▶ Stated problem
Count the lines in the items below that contain the string "dome", treating uppercase and lowercase letters as different. Reply with the number alone.

:::::

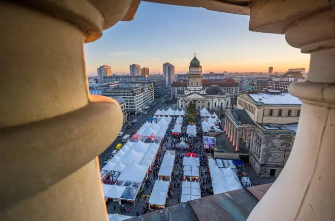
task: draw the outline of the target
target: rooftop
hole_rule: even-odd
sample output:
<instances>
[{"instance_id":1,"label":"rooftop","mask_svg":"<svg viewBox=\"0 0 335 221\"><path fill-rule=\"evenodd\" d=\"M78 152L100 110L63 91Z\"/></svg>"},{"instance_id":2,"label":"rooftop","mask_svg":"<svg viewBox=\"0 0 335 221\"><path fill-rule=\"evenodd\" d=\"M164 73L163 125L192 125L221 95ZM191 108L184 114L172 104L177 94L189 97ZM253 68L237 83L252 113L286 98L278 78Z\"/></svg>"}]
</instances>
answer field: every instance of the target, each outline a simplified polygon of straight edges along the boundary
<instances>
[{"instance_id":1,"label":"rooftop","mask_svg":"<svg viewBox=\"0 0 335 221\"><path fill-rule=\"evenodd\" d=\"M269 94L267 93L248 94L258 104L264 105L301 105L302 102L297 97L288 93L280 94Z\"/></svg>"},{"instance_id":2,"label":"rooftop","mask_svg":"<svg viewBox=\"0 0 335 221\"><path fill-rule=\"evenodd\" d=\"M202 197L143 214L134 221L211 221L246 220L271 185L264 184Z\"/></svg>"}]
</instances>

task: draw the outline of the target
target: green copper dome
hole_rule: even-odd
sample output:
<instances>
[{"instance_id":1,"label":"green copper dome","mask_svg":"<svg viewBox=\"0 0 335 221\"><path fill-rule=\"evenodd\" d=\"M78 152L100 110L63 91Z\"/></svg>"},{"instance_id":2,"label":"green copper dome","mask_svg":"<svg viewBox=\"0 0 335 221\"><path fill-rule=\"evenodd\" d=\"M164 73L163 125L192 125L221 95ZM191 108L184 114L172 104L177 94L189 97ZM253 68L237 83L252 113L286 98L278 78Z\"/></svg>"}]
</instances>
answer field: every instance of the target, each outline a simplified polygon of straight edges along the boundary
<instances>
[{"instance_id":1,"label":"green copper dome","mask_svg":"<svg viewBox=\"0 0 335 221\"><path fill-rule=\"evenodd\" d=\"M190 68L200 68L200 62L197 59L196 53L194 53L194 58L190 63Z\"/></svg>"}]
</instances>

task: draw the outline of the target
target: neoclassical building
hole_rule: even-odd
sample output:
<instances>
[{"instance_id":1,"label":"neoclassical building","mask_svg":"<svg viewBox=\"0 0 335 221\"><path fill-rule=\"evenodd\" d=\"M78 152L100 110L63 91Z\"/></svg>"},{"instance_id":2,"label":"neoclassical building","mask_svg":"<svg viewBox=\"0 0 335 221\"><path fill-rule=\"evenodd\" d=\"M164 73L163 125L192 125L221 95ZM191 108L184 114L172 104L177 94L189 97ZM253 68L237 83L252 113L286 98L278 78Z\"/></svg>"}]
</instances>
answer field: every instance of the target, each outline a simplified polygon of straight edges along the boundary
<instances>
[{"instance_id":1,"label":"neoclassical building","mask_svg":"<svg viewBox=\"0 0 335 221\"><path fill-rule=\"evenodd\" d=\"M217 85L203 89L202 67L195 53L194 58L190 63L186 88L182 91L177 96L179 108L186 109L191 102L196 104L197 110L204 108L218 112L223 112L231 107L231 95L225 93Z\"/></svg>"}]
</instances>

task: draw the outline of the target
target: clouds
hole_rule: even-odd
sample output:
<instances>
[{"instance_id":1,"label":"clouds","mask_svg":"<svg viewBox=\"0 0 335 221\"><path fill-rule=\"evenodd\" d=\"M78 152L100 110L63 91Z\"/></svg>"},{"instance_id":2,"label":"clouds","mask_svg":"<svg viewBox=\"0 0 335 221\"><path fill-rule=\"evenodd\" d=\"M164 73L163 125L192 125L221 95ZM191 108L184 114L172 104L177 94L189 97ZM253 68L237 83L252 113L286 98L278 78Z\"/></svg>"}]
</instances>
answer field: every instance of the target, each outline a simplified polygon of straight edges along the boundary
<instances>
[{"instance_id":1,"label":"clouds","mask_svg":"<svg viewBox=\"0 0 335 221\"><path fill-rule=\"evenodd\" d=\"M185 62L185 61L189 61L188 60L186 59L180 59L180 58L173 58L173 60L175 61L182 61L182 62Z\"/></svg>"},{"instance_id":2,"label":"clouds","mask_svg":"<svg viewBox=\"0 0 335 221\"><path fill-rule=\"evenodd\" d=\"M110 52L108 53L109 55L113 56L123 56L125 55L129 55L131 54L139 54L140 52L138 51L116 51L115 52Z\"/></svg>"}]
</instances>

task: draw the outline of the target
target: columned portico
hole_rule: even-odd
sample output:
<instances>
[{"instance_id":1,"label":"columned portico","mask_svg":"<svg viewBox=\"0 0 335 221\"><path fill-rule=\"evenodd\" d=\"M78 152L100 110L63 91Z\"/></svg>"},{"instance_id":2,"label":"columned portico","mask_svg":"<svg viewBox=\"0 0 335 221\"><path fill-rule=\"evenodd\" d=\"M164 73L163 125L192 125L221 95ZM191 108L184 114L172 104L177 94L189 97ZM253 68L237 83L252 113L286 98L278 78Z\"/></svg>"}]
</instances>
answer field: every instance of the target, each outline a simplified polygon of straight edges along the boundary
<instances>
[{"instance_id":1,"label":"columned portico","mask_svg":"<svg viewBox=\"0 0 335 221\"><path fill-rule=\"evenodd\" d=\"M258 3L252 7L250 29L257 26L262 32L285 34L289 44L310 54L310 64L308 80L293 83L289 88L302 102L290 157L248 221L335 220L334 3L265 1L254 1ZM280 20L260 17L273 14L270 11L278 12Z\"/></svg>"}]
</instances>

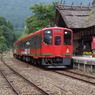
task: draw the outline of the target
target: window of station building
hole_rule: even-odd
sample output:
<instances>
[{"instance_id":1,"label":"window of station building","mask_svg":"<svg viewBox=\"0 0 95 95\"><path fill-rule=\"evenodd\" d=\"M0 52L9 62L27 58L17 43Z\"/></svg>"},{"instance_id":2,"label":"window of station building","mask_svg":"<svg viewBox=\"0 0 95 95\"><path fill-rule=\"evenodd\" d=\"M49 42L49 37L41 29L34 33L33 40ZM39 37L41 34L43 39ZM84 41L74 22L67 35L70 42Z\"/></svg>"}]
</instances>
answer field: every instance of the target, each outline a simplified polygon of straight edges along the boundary
<instances>
[{"instance_id":1,"label":"window of station building","mask_svg":"<svg viewBox=\"0 0 95 95\"><path fill-rule=\"evenodd\" d=\"M45 30L44 31L44 43L45 43L45 45L52 44L52 30Z\"/></svg>"},{"instance_id":2,"label":"window of station building","mask_svg":"<svg viewBox=\"0 0 95 95\"><path fill-rule=\"evenodd\" d=\"M64 45L71 45L71 31L64 31Z\"/></svg>"},{"instance_id":3,"label":"window of station building","mask_svg":"<svg viewBox=\"0 0 95 95\"><path fill-rule=\"evenodd\" d=\"M55 45L61 45L61 37L55 36Z\"/></svg>"}]
</instances>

:::::

▶ Final result
3